* [Task to complete]: Pull out every line below that contains the word "gray". Case counts, so a word with different capital letters doesn't match.

* [Coordinate annotation records]:
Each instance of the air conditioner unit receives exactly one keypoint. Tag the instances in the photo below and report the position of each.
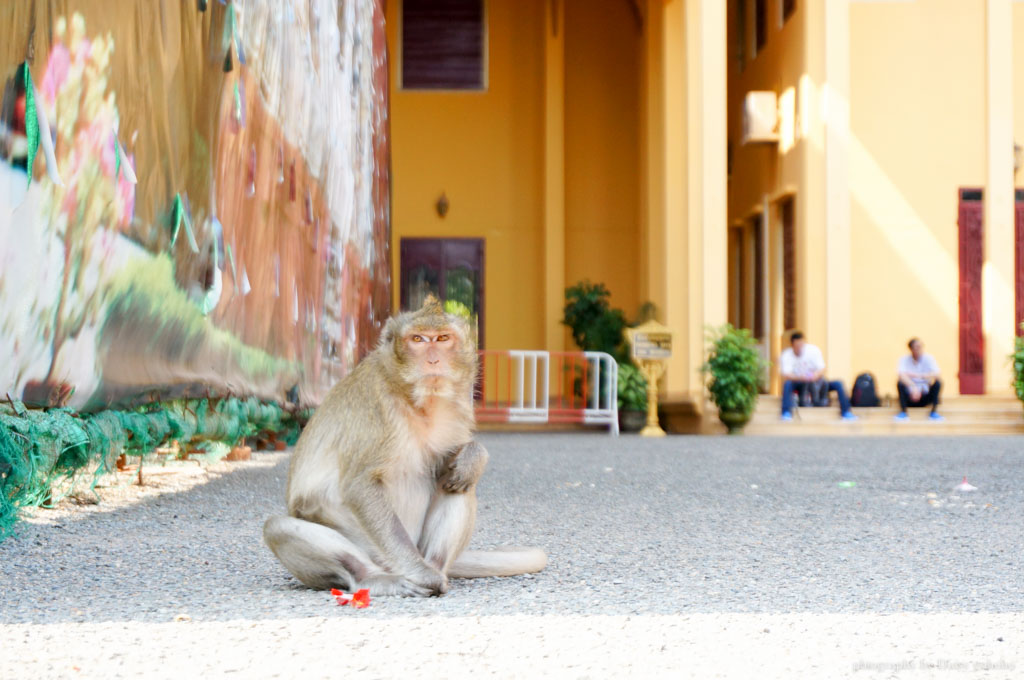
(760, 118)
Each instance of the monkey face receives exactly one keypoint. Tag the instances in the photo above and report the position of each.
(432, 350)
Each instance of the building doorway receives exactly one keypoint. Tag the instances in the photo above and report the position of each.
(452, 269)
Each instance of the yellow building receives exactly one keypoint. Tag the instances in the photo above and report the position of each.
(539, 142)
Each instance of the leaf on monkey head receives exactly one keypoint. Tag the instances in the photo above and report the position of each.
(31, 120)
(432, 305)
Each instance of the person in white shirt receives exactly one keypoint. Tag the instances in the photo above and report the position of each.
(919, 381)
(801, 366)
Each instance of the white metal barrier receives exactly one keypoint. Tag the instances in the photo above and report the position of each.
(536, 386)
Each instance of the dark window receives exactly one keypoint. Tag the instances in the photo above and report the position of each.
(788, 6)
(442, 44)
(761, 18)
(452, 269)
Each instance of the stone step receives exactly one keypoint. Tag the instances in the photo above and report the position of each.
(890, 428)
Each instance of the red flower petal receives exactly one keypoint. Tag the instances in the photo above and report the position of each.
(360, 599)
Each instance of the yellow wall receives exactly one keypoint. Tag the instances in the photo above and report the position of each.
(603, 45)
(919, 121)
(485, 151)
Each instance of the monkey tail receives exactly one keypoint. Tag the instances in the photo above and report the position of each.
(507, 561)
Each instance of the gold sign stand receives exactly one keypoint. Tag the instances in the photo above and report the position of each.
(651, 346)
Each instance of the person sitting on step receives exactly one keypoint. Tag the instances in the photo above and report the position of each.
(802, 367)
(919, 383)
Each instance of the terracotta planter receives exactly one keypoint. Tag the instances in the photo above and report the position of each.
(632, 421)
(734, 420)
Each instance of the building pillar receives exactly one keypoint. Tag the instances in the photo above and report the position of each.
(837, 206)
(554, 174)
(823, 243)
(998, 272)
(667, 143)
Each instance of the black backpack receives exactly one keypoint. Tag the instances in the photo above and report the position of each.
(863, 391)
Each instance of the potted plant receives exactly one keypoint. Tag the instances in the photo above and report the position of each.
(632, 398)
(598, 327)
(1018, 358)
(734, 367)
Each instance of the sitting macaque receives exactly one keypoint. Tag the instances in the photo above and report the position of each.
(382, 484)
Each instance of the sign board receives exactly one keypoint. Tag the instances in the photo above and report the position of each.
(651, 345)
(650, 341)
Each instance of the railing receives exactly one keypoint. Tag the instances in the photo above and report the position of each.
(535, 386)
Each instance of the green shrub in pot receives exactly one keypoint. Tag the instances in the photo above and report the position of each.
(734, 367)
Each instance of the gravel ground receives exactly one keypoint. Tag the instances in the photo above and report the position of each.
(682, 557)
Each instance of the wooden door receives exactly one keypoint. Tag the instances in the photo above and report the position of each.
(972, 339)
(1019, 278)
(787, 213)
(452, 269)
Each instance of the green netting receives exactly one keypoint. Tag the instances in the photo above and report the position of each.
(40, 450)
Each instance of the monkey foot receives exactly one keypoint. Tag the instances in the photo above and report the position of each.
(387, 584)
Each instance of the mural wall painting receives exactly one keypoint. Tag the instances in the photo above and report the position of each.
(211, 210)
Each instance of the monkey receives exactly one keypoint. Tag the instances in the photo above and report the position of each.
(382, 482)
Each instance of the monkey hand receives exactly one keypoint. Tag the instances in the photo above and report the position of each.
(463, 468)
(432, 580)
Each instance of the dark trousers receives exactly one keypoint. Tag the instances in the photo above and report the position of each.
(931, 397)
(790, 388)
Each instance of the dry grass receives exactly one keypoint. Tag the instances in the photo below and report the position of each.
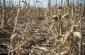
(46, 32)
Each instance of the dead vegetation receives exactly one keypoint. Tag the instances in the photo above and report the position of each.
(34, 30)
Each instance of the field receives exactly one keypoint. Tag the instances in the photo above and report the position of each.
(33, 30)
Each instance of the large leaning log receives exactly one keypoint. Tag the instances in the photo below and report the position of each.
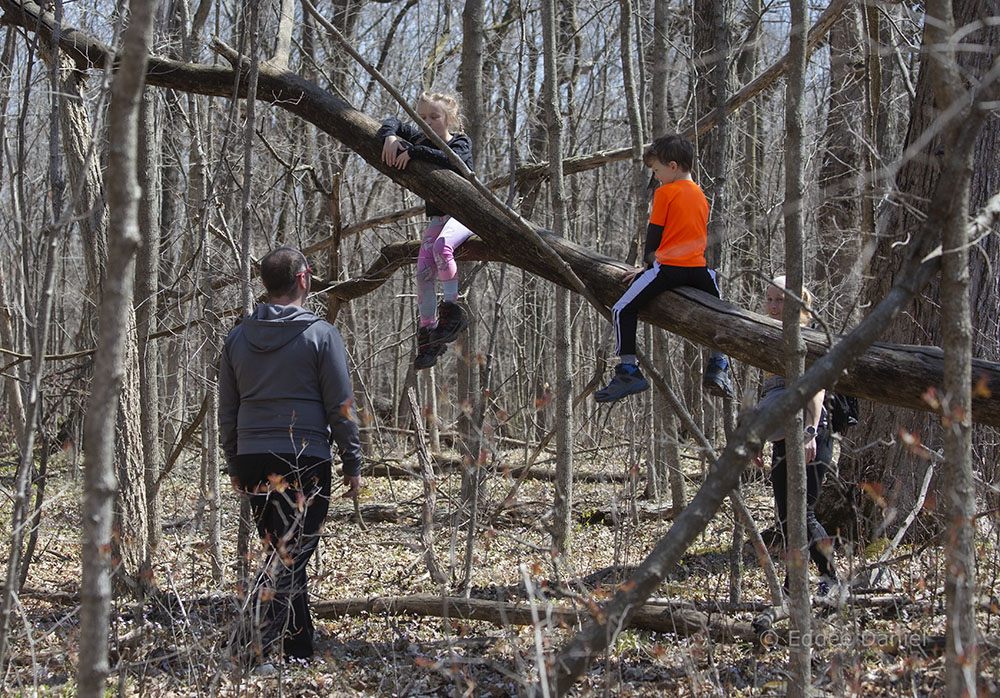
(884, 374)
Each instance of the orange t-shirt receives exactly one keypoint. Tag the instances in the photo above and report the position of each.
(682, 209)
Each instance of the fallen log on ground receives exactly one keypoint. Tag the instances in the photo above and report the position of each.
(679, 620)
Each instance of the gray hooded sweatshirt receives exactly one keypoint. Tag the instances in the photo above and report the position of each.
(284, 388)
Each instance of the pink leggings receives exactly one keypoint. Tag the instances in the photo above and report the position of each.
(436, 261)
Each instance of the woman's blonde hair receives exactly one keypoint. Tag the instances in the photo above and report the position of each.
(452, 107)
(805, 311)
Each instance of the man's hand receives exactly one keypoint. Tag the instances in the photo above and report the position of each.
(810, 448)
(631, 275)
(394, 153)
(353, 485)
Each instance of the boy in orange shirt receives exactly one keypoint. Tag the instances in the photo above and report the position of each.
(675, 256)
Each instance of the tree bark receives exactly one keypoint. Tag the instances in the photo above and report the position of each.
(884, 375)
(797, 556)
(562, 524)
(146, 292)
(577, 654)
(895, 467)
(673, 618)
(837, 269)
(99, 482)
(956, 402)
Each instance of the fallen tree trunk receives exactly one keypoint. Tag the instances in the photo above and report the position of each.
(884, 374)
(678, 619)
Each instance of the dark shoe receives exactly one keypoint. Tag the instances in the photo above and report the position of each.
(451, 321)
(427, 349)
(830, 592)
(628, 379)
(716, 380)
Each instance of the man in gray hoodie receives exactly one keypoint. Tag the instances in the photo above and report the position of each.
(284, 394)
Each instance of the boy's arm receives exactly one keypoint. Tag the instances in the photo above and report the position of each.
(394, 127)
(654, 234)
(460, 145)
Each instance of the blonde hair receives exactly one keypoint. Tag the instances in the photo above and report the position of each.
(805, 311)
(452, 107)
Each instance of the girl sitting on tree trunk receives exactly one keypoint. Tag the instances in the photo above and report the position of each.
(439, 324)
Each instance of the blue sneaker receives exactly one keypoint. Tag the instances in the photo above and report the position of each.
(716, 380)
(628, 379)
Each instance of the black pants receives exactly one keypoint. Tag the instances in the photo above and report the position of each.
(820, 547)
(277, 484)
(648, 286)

==

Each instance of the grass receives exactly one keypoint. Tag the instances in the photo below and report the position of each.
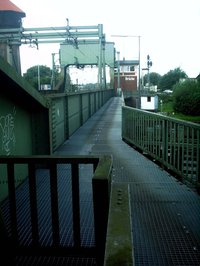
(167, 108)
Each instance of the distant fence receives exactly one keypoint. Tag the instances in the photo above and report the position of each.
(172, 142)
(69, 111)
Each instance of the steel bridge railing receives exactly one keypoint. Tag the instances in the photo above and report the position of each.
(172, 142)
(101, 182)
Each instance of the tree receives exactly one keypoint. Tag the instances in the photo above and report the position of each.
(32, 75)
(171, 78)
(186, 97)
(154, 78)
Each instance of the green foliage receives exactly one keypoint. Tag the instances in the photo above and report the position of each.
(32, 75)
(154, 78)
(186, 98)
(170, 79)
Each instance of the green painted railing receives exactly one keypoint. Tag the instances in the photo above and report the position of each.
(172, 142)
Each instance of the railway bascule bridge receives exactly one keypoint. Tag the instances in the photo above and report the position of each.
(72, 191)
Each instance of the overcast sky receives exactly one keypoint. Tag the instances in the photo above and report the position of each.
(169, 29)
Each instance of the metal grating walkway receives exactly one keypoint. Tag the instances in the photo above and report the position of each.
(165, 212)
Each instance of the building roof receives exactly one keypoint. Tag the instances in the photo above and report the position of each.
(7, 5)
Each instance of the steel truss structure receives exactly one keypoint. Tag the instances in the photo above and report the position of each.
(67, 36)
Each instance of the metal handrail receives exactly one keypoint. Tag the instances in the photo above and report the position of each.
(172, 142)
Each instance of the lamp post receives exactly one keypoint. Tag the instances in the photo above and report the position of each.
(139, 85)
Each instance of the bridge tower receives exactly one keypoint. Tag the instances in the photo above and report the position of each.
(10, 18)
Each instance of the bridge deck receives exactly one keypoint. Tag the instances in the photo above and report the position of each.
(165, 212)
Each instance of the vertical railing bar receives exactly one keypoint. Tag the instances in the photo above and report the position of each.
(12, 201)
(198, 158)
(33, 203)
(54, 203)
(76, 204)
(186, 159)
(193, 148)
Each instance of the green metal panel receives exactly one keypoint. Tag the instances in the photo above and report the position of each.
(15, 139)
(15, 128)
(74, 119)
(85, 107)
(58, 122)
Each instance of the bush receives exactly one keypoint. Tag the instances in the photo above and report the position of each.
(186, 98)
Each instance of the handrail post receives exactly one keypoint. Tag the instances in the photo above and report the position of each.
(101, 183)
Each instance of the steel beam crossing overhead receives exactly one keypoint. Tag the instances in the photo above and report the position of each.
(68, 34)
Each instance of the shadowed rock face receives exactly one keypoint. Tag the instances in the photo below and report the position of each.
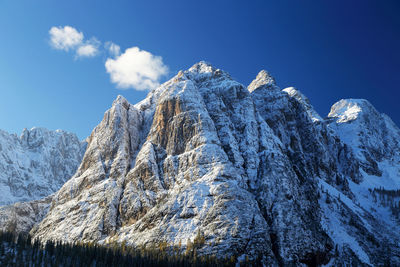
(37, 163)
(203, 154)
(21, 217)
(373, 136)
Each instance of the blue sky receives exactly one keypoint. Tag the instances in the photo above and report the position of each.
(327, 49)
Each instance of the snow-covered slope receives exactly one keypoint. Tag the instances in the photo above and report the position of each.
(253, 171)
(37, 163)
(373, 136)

--

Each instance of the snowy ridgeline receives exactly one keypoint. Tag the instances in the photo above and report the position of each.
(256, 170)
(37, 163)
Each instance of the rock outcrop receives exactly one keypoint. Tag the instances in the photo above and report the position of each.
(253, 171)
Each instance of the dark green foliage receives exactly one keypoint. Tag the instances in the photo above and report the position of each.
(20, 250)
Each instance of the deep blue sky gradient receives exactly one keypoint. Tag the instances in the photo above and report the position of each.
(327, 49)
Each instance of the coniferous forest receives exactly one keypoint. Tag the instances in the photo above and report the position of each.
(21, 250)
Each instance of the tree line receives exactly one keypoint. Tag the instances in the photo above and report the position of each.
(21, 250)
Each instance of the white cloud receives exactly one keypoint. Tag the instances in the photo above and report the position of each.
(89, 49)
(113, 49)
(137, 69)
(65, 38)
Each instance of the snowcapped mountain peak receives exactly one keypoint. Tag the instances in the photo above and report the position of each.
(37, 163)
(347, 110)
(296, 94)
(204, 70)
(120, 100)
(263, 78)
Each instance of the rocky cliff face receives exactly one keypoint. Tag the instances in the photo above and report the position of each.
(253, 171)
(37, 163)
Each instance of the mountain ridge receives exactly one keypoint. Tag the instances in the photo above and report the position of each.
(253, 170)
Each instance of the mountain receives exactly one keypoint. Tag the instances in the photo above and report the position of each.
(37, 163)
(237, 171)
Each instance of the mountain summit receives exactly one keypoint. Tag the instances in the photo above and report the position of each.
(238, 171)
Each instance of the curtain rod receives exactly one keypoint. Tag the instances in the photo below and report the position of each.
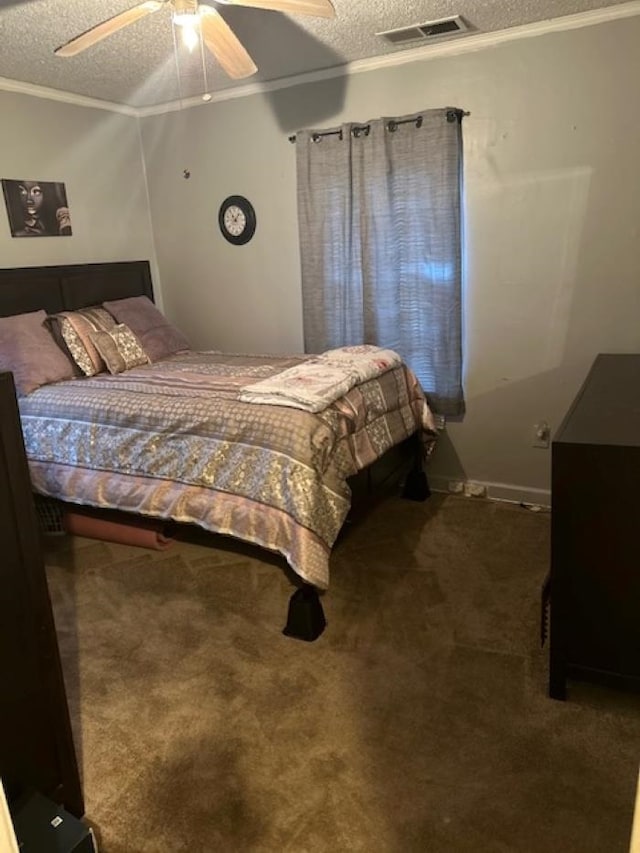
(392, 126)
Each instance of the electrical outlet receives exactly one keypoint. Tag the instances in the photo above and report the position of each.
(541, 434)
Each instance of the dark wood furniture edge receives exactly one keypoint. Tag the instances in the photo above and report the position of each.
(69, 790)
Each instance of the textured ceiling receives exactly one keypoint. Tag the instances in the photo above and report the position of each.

* [Output for this task]:
Each instance of the gray hooded sweatshirt receives exactly one keypoint. Tag the instances in the photo above and report the position of each.
Each instance of the man in gray hoodie receives exactly one keypoint. Tag the instances in the photo above and report the position of each.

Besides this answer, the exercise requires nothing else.